Labeled-object pointing entries
○ ○ ○ ○ ○ ○ ○
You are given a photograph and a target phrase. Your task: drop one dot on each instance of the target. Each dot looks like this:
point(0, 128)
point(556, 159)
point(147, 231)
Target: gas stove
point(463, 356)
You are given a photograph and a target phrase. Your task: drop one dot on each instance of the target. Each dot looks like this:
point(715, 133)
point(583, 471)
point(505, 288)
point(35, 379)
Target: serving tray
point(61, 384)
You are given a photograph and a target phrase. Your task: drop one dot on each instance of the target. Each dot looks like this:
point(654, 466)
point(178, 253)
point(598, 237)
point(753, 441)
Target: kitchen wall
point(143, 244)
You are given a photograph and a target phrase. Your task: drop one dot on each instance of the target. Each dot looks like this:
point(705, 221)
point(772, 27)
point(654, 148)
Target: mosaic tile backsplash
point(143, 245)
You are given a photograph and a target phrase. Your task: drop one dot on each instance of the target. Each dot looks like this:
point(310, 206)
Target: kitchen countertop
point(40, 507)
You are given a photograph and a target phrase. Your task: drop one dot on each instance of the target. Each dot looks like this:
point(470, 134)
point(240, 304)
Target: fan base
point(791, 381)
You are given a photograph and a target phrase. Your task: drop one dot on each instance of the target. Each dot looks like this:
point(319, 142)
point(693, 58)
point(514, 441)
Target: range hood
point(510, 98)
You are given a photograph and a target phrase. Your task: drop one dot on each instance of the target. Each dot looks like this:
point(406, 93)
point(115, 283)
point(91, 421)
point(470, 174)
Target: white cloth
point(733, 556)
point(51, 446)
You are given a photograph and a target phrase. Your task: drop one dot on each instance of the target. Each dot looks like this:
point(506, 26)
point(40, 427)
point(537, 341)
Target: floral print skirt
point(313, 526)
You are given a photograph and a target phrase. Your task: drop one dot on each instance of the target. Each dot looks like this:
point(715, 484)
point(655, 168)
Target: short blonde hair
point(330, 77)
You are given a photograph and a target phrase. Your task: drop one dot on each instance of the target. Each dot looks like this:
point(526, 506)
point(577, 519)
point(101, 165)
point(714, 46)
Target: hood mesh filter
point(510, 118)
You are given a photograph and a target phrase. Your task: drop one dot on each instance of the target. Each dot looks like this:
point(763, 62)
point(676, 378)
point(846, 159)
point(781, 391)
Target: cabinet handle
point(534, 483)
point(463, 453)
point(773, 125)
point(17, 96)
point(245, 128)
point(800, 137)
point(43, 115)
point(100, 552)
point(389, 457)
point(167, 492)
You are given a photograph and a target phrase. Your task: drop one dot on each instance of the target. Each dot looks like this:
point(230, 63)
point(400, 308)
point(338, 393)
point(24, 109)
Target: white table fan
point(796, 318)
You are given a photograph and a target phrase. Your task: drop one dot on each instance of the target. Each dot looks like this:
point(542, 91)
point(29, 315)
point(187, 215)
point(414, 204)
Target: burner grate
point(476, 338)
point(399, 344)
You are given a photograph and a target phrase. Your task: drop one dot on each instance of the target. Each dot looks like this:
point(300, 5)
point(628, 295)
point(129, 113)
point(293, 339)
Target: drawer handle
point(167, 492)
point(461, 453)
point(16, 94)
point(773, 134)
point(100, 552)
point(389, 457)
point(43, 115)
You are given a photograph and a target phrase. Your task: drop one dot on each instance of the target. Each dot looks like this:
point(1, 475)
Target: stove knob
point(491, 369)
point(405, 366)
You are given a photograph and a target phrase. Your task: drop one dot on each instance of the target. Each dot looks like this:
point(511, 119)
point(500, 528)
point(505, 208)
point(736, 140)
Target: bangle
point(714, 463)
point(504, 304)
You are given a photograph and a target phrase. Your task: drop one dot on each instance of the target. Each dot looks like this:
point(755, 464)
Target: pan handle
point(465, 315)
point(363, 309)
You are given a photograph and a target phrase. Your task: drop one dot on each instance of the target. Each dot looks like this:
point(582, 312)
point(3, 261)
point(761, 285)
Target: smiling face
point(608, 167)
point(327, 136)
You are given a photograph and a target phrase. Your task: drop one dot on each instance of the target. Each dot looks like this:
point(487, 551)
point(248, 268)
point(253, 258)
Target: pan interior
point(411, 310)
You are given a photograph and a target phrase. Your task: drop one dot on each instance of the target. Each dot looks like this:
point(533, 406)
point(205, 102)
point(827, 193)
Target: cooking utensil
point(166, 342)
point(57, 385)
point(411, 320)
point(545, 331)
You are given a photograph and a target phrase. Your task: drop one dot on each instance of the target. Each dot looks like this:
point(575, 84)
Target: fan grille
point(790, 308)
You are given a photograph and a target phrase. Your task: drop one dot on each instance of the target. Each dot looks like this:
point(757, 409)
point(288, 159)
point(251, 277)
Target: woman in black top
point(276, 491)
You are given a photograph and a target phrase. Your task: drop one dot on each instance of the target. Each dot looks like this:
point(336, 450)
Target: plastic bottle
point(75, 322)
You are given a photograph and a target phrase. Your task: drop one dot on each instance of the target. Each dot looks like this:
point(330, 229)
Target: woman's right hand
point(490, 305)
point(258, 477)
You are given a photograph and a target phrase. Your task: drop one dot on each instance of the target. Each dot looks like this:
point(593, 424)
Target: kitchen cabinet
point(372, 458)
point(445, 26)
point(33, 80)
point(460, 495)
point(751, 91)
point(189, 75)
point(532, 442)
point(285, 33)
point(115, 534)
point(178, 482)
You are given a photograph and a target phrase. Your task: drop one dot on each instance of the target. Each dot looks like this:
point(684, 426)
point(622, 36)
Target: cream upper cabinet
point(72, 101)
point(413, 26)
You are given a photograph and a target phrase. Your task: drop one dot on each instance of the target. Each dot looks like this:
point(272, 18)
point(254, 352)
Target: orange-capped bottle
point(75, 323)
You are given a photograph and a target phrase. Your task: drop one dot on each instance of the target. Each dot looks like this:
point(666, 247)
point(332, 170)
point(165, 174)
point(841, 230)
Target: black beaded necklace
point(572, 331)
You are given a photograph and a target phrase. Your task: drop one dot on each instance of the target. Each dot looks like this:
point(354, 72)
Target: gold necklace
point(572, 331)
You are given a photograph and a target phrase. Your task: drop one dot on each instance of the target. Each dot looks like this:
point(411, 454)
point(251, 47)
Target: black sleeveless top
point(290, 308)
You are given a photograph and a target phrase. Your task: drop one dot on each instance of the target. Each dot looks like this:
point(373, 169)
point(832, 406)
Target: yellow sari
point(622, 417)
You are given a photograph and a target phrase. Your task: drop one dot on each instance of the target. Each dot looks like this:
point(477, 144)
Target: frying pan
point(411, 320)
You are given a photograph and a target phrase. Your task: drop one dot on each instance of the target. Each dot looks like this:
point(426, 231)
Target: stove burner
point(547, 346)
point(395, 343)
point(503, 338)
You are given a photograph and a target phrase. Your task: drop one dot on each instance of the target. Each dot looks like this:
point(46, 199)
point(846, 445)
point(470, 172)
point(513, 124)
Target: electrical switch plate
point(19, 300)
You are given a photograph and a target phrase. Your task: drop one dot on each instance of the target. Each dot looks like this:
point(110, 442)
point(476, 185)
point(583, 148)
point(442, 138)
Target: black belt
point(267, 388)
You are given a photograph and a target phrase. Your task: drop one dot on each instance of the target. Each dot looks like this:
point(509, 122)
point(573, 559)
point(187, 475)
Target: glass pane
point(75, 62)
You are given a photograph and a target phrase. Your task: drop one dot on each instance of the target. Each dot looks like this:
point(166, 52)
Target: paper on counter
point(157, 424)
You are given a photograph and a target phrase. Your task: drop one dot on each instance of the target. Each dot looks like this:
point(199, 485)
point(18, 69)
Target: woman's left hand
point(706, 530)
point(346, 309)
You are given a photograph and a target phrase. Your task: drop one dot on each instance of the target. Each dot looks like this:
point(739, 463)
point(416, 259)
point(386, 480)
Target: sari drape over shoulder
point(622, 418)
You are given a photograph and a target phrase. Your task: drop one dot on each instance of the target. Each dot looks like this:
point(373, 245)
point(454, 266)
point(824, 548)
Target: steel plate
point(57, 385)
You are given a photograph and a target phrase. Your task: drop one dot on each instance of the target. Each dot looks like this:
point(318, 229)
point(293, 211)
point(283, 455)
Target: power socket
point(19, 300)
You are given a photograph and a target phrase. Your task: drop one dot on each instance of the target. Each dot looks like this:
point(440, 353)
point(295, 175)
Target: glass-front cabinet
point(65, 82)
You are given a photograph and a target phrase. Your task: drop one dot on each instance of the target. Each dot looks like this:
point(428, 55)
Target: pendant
○ ○ ○ ○ ○ ○ ○
- _What needs to be done_: Which lines in the rows above contain the string "woman"? Pick out and copy each of them, and treat uppercase and lowercase as different.

- _Final answer_:
Target: woman in black top
Target: woman's right hand
Target: woman's left hand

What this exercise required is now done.